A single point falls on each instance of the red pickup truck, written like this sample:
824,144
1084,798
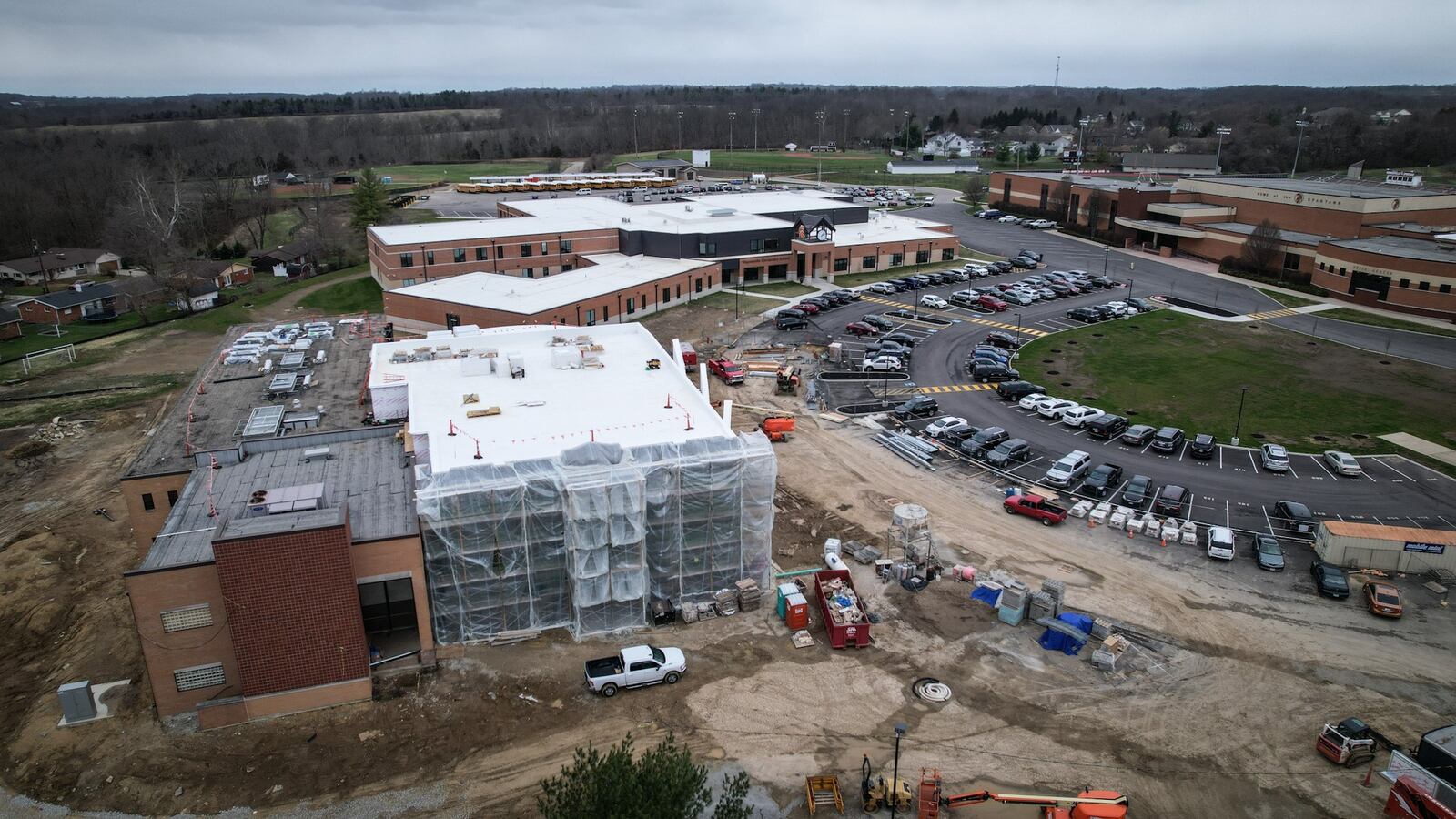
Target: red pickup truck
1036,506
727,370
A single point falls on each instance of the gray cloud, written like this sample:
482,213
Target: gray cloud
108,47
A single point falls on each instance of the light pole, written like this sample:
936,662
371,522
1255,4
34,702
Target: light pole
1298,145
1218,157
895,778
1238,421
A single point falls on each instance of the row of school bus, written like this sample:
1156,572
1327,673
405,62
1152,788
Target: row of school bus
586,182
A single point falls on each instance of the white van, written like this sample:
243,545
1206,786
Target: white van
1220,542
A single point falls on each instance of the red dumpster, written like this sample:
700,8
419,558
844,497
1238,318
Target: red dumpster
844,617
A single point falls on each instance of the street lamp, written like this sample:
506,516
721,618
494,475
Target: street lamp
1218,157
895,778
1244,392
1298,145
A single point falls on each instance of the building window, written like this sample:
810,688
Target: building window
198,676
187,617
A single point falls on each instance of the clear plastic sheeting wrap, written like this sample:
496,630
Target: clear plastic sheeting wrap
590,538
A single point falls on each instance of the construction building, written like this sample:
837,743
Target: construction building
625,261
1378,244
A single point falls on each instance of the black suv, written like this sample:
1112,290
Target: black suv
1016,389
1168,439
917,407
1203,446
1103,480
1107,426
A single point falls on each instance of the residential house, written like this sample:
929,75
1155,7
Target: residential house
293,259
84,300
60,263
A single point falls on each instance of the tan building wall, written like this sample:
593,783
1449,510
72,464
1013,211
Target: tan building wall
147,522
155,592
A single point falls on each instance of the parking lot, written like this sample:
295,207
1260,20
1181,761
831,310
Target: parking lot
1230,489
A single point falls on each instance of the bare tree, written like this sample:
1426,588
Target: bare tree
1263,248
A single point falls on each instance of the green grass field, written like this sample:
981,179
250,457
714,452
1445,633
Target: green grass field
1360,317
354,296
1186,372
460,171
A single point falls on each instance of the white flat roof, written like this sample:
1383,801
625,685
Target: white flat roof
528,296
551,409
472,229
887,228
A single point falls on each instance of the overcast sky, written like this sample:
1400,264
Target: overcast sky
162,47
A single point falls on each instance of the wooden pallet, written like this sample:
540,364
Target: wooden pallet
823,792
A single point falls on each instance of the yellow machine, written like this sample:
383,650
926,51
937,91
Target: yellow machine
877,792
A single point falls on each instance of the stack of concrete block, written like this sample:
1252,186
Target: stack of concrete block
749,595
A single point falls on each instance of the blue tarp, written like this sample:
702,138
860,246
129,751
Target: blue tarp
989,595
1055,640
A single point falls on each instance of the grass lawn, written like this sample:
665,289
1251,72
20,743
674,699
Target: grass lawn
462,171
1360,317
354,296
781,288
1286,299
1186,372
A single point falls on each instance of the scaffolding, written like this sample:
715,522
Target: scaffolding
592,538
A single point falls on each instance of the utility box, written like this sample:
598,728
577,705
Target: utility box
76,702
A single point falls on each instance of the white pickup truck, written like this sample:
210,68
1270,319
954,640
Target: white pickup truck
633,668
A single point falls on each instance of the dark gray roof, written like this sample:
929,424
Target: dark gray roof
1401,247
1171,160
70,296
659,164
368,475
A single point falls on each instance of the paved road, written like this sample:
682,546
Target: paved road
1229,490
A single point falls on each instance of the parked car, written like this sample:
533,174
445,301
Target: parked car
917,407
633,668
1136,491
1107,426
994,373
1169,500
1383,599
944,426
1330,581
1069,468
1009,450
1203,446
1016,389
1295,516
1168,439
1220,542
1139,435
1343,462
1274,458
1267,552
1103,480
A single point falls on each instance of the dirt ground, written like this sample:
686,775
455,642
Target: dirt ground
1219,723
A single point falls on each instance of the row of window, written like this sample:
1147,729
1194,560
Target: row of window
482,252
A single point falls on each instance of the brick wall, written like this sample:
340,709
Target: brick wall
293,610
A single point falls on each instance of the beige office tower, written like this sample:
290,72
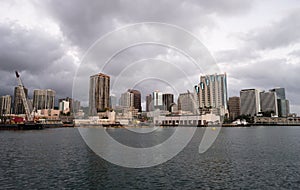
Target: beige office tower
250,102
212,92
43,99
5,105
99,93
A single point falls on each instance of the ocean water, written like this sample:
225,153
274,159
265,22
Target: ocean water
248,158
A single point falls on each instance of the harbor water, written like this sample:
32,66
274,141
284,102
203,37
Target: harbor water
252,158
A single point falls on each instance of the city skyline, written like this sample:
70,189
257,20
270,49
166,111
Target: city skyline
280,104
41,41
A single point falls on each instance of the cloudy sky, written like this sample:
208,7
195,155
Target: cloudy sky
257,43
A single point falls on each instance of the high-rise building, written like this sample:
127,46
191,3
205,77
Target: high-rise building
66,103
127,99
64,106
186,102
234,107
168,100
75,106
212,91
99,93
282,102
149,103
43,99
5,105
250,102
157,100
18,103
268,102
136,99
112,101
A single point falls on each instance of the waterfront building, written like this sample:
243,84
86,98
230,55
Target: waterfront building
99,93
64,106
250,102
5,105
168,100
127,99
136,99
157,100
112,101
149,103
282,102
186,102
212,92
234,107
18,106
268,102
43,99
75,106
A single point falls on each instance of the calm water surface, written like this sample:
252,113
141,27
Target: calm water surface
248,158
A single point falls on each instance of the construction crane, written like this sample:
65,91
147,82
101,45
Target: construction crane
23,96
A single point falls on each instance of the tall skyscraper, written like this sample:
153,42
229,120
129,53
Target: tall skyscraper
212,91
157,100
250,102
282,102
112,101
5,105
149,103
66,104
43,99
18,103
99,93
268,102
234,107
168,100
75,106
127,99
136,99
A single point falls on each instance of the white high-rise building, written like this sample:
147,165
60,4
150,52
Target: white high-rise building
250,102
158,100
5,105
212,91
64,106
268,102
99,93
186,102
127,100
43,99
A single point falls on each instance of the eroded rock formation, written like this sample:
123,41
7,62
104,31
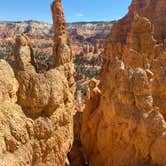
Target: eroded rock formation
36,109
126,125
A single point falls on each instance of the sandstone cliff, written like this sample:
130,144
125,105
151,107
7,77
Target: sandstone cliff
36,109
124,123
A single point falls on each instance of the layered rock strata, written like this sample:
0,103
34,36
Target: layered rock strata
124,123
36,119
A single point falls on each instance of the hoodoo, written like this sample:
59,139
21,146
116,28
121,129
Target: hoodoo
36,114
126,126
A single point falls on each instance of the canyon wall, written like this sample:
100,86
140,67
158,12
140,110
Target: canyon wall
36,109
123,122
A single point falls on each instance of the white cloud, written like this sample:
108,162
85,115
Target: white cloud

────────────────────────────────────────

Exercise requirements -> Pictures are excluded; copy all other data exactly as shown.

The result ->
A single point falls on each instance of the red pickup truck, written like this sample:
824,144
1084,798
Target: red pickup truck
1036,506
727,370
A single point falls on each instance of the gray cloud, written like this sample:
482,213
Target: gray cloud
108,47
A single point falls on each instance of the light pole, written like this sample:
936,662
371,522
1255,4
34,702
Target: light pole
1298,145
1218,157
895,778
1238,421
A single point falls on each instance of the row of school bus, written like this sample:
1156,572
1327,673
405,62
1152,788
Target: row of school bus
586,182
A single point falls on each instance of the white van, written like this sample:
243,545
1206,786
Target: white van
1220,542
A single point falls on each instance of the red dumpster, written like this sample:
700,8
419,558
844,497
1238,318
Target: red dumpster
844,617
A single point falls on each instance of the street lamp, written like this sample:
506,516
721,618
494,475
Target: street lamp
1218,157
895,778
1244,392
1298,145
A single point falls on each instance of the building window, written like this sample:
810,688
Target: building window
198,676
187,617
A single point falls on each instance of the clear plastic sheeting wrap, written like this sample:
496,630
Target: clear plastic sheeting wrap
590,538
A single point falls on each instance of the construction building, written like this sample:
837,743
Target: construction building
625,261
1378,244
A single point falls on each instance of the black suv, written like this sample:
1112,290
Target: black suv
1016,389
1168,439
917,407
1203,446
1103,480
1107,426
A single point falls on each instance of the residential house, written like this sample:
929,75
1155,7
Target: residential house
293,259
84,300
60,263
A single point falls on each instance of the tan building wall, written like this sample:
593,783
1449,510
72,464
1013,211
Target: tan building wall
147,522
155,592
A single point falls on each instance of the parking lot, written like this sample:
295,207
1260,20
1181,761
831,310
Target: parking lot
1230,489
A single point falls on each instance of the bare tree, written like this sample:
1426,588
Target: bare tree
1263,248
A single point falls on each instance of the green grass field, written like this sample:
981,179
250,457
714,452
1445,633
Target: green grass field
1360,317
354,296
1186,372
460,171
A single point falls on each instance of the white flat roof, written like this sample:
1383,801
625,685
Target: white flat roof
528,296
551,409
472,229
887,228
A single point falls on each instance of the overcast sky, written like this sample:
1400,264
Target: overcast sky
162,47
A single point falls on each instance of the wooden pallet, written like this sample:
540,364
Target: wooden pallet
823,792
A single point falls on each instance of the yellow machine, written like this sample:
383,650
926,51
937,91
Target: yellow machine
877,792
A single point falls on each instance of the stack of concrete block, written like this sample:
1252,186
Target: stack of concrete block
749,595
A single point falls on each instance of the blue tarp, written like this sample:
702,138
860,246
129,751
Target: blue tarp
989,595
1055,640
A single point falls on each instance of the grass lawn, written like this sample:
665,289
1251,72
20,743
674,699
Target: grass lawn
462,171
1360,317
354,296
781,288
1286,299
1186,372
A single point falls on each instance of the scaffolding, written like this sample:
715,522
Target: scaffolding
592,538
A single point falls on each instance of the utility box, written like this sample:
598,728
577,705
Target: utility box
76,702
A single point falls on each instance of the white pickup truck, written like this sample:
210,68
1270,319
954,640
Target: white pickup truck
633,668
A single point falls on each instance of the dark gray roof, written like this sample:
929,424
Target: dark gray roof
1401,247
1171,160
70,296
659,164
368,475
A single point falls on each instance of the paved road, written like this sample:
682,546
Target: paved road
1229,490
A single point falls on each instance of the parked car, written like this sample:
533,174
445,301
Target: parked car
917,407
633,668
1136,491
1107,426
994,373
1169,500
1383,599
944,426
1330,581
1069,468
1009,450
1203,446
1016,389
1295,516
1168,439
1220,542
1139,435
1343,462
1274,458
1267,552
1103,480
A single point falls on each instance of the dirt ground, written like this sample:
686,775
455,642
Target: dirt ground
1219,723
A single point falls on each instance of the row of window, written like this sample:
1147,729
1194,560
Target: row of window
482,252
A single point falls on each instance of the brick wall, written like this sample:
340,709
Target: brick wall
293,610
A single point falls on each instance of the beige office tower, written like this sample:
290,72
Target: beige office tower
250,102
212,92
43,99
5,105
99,93
A single point falls on each instance of the ocean water, written like this sample:
225,153
274,159
265,22
Target: ocean water
248,158
A single point falls on each instance of the harbor water, written like this sample:
32,66
274,141
284,102
203,37
Target: harbor water
252,158
A single point falls on each instance of the city skyline, written like this sample:
70,189
257,20
270,49
166,111
Target: city skyline
280,104
41,41
A single point falls on each instance of the cloudy sky, written like this sample:
208,7
195,155
Target: cloudy sky
257,43
A single point falls on each instance of the high-rise building, written like this sample:
127,46
191,3
205,77
Target: high-rise building
66,103
127,99
64,106
186,102
234,107
168,100
75,106
212,91
99,93
282,102
149,103
43,99
5,105
250,102
157,100
18,103
268,102
136,99
112,101
A single point falls on each instance of the waterfront building, written like this sample:
243,84
86,98
230,55
Target: waterfront building
99,93
64,106
250,102
5,105
168,100
127,99
136,99
157,100
112,101
149,103
282,102
186,102
212,92
234,107
18,106
268,102
43,99
75,106
A single point falls on each instance of the calm water surface, written like this sample:
252,113
141,27
Target: calm water surface
248,158
A single point falls on each instance of the construction crane, written like this sample:
65,91
147,82
101,45
Target: construction crane
23,96
A single point falls on each instance of the tall skyscraper, written like this sample:
153,42
229,120
129,53
Target: tall skyscraper
212,91
157,100
250,102
282,102
112,101
5,105
149,103
66,104
43,99
18,103
99,93
268,102
234,107
168,100
75,106
127,99
136,99
A single point falls on each instance of the white high-rise building, written like this sample:
147,165
60,4
150,52
Target: white high-rise building
250,102
158,100
5,105
212,91
64,106
268,102
99,93
186,102
127,100
43,99
A single point falls on each instance of the eroded rock formation, written like this sample:
123,41
7,62
104,31
Target: eroded rock formation
36,109
126,125
A single point falls on each instance of the sandstone cliff, written like this sample:
130,144
125,105
151,107
7,77
Target: sandstone cliff
36,109
124,123
A single point falls on each instance of the layered rock strata, written like this sample:
0,103
34,36
Target: layered rock strata
124,123
36,119
A single point falls on each instance of the hoodoo, written like this sample:
59,139
21,146
116,28
121,129
Target: hoodoo
36,114
126,126
A single point falls on each instance of the canyon wall, written like this sample:
100,86
140,67
158,12
140,110
Target: canyon wall
36,109
123,122
A single point falls on each instance of the white cloud, written like this sample:
108,162
85,115
Target: white cloud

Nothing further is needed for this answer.